Tâches à réaliser:
• A. Recopiez le passage de l'extrait sur la mise en scène de Sasha Waltz compris entre "Sasha Waltz esquisse" et "et c’est heureux.", bornes incluses, en remplaçant "esthétiquement" par "visuellement".
• B. Poursuivez l'extrait sur la mise en scène de Sasha Waltz à la suite de sa dernière phrase.

Extrait du texte:
------------------------------------

Acte III ©Bernd Uhlig/Staatsoper Im Schiller Theater Berlin
Acte III ©Bernd Uhlig/Staatsoper Im Schiller Theater Berlin

Sasha Waltz esquisse un modèle de Musik/Tanztheater qui n’est pas seulement un exercice de style : elle souligne, grâce aux lumières, aux mouvements, aux attitudes et aux costumes (de Bernd Skodzig), mais aussi grâce aux espaces très essentiels construits par Pia Maier Schriever, les ambiguïtés d’une œuvre où se mélangent plusieurs cultures, plusieurs traditions, où les personnages eux mêmes restent ambigus, y compris Elisabeth (ce qu’avait montré intelligemment mais maladroitement Baumgarten – encore lui- à Bayreuth). Cette expérience des limites est riche, et esthétiquement traduite de manière convaincante. Le fait même que des spectateurs la refusent et que la salle soit divisée montre que le spectacle frappe, et c’est heureux.

------------------------------------

Données affichées:
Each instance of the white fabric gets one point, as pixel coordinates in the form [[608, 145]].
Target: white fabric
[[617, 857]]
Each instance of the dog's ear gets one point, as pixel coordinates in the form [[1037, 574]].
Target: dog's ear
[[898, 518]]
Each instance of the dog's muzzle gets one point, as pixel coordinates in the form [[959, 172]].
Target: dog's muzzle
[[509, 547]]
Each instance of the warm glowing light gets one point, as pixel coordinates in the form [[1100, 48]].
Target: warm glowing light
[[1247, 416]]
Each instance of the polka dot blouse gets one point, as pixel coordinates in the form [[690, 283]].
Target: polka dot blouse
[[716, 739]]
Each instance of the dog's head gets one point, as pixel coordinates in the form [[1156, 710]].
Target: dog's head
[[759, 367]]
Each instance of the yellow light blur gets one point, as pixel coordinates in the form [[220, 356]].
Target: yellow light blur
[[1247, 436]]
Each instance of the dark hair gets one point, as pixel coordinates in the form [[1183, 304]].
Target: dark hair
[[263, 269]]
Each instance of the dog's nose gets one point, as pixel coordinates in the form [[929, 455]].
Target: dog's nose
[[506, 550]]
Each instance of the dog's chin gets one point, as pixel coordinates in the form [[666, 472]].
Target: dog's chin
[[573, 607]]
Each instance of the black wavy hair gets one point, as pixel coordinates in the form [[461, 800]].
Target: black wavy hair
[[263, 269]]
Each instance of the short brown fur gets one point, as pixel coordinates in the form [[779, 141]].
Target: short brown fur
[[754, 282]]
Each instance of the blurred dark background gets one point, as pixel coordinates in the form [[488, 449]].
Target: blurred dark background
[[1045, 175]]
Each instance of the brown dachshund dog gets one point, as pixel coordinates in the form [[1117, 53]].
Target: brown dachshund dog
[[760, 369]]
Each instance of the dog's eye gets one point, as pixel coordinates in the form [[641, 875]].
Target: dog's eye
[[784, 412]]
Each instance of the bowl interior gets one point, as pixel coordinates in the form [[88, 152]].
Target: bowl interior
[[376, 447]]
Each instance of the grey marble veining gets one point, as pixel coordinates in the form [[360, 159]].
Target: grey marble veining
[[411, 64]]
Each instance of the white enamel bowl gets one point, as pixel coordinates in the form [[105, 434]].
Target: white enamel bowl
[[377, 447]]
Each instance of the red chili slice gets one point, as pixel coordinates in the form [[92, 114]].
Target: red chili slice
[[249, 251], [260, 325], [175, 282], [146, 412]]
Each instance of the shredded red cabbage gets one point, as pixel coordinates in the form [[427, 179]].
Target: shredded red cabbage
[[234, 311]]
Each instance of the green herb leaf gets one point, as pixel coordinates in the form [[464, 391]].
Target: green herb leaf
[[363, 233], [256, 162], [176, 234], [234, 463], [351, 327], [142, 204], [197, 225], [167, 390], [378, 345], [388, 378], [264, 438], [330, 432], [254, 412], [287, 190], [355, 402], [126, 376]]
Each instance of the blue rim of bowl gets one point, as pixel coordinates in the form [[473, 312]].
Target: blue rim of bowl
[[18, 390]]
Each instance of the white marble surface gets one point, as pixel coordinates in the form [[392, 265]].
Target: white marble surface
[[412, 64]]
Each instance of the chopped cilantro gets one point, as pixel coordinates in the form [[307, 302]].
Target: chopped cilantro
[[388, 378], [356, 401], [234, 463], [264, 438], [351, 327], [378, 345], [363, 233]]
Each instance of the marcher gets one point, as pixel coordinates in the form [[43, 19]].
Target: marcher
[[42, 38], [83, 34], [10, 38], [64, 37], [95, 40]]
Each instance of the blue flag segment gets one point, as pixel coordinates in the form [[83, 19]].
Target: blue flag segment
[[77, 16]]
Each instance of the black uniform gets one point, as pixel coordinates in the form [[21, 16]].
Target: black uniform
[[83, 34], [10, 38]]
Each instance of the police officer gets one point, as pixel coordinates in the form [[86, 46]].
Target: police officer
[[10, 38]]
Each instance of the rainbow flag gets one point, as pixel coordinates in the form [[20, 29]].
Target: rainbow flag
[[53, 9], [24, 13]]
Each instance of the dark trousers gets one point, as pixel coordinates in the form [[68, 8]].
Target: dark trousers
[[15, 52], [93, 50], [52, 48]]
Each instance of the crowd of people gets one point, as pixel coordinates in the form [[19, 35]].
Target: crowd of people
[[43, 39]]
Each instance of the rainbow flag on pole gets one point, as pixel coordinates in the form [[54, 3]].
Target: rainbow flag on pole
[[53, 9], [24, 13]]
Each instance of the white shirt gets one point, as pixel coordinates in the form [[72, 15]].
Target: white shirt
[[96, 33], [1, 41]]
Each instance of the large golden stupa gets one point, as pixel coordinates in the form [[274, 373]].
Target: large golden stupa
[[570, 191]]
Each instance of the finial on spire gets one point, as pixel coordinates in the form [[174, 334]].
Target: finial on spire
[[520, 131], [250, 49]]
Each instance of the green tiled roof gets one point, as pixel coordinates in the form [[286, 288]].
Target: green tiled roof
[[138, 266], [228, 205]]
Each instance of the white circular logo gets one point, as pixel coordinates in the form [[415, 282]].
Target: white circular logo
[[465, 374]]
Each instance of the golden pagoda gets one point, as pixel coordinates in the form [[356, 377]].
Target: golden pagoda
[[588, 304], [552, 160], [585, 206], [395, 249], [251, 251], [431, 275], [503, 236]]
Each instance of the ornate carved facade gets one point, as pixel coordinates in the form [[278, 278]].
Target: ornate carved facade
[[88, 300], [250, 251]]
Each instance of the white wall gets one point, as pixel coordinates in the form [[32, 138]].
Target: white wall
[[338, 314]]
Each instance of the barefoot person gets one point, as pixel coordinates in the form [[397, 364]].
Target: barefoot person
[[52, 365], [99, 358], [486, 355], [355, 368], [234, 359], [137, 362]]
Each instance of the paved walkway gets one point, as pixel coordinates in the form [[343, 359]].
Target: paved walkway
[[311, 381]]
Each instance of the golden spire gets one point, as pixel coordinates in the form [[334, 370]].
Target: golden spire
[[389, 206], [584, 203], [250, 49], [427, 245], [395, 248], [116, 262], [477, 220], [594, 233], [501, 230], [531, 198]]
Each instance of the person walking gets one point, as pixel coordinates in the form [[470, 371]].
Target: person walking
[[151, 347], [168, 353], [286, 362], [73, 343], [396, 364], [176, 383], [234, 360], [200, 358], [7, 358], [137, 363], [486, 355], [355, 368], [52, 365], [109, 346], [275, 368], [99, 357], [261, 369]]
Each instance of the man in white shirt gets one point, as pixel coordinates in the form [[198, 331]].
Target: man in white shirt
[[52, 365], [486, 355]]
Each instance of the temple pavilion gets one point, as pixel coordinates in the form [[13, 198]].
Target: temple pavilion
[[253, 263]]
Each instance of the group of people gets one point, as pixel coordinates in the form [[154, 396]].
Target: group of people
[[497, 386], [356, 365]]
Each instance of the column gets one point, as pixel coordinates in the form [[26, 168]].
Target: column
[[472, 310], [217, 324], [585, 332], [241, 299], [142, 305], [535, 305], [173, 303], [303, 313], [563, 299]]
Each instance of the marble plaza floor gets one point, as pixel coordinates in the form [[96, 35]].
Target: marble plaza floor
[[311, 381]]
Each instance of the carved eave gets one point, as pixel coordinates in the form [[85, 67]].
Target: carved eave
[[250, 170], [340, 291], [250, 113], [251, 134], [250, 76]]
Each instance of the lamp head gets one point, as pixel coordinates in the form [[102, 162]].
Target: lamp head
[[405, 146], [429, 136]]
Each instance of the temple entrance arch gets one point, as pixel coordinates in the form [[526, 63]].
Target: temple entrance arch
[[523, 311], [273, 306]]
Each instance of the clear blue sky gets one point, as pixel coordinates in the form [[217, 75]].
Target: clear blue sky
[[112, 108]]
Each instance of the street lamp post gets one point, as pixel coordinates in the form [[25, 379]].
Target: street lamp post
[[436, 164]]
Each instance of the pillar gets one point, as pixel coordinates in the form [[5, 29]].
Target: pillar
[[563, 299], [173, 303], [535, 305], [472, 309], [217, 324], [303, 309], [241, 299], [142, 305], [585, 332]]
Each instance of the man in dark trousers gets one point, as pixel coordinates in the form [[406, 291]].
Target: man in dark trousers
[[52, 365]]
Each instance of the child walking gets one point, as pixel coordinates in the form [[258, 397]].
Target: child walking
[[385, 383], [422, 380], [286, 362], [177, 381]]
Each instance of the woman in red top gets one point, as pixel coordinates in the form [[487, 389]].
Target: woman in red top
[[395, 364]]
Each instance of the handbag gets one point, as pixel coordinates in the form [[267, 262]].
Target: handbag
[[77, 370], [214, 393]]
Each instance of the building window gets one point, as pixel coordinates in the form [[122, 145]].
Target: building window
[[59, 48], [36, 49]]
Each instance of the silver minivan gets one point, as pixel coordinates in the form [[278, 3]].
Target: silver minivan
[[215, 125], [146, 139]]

------------------------------------

Résultats par tâche:
• A.
Sasha Waltz esquisse un modèle de Musik/Tanztheater qui n’est pas seulement un exercice de style : elle souligne, grâce aux lumières, aux mouvements, aux attitudes et aux costumes (de Bernd Skodzig), mais aussi grâce aux espaces très essentiels construits par Pia Maier Schriever, les ambiguïtés d’une œuvre où se mélangent plusieurs cultures, plusieurs traditions, où les personnages eux mêmes restent ambigus, y compris Elisabeth (ce qu’avait montré intelligemment mais maladroitement Baumgarten – encore lui- à Bayreuth). Cette expérience des limites est riche, et visuellement traduite de manière convaincante. Le fait même que des spectateurs la refusent et que la salle soit divisée montre que le spectacle frappe, et c’est heureux.

• B.
Acte III ©Bernd Uhlig/Staatsoper Im Schiller Theater Berlin
Acte III ©Bernd Uhlig/Staatsoper Im Schiller Theater Berlin

Il n’y aucune discussion en revanche sur le plan musical où nous est offert sans doute ce qui peut se faire de mieux ou presque. La direction de Daniel Barenboim (dont je ne me souviens pas qu’il ait déjà dirigé au moins récemment, Tannhäuser) est étonnamment jeune, vive, dynamique, très contrastée dans les choix de tempo quelquefois très rapides, quelquefois lents à mettre en danger les chanteurs, mais ces choix sont toujours justifiés : il y a là un discours sensible, complexe qui fait émerger des secrets de la partition non encore remarqués, qui joue avec les espaces réduits d’une salle non conçue pour l’opéra (nombreux musiciens en coulisse) et avec les effets de rapprochement et d’éloignement, fort marqués dans une salle si réduite. Les pupitres pris individuellement sont sans reproches, et Barenboim fait ce qu’il veut de cet orchestre qui le suit aveuglément. Un travail d’orfèvre du son, qui épouse aussi le texte sans jamais couvrir les chanteurs, en leur laissant tout l’espace voulu : cela s’appelle le grand style, cela s’appelle une vraie direction. Barenboim dirige et organise, il donne aussi la direction à suivre, il nous dit le lyrisme, la sensibilité, l’énergie, il nous fait entendre l’œuvre, c’est à dire qu’il nous la fait comprendre.
C’est tout simplement stupéfiant.
Le chœur très bien préparé par Martin Wright prend sa part des choix de mise en scène, esquissant des pas de danse, se mêlant aux danseurs, jouant lui aussi au Tanztheater.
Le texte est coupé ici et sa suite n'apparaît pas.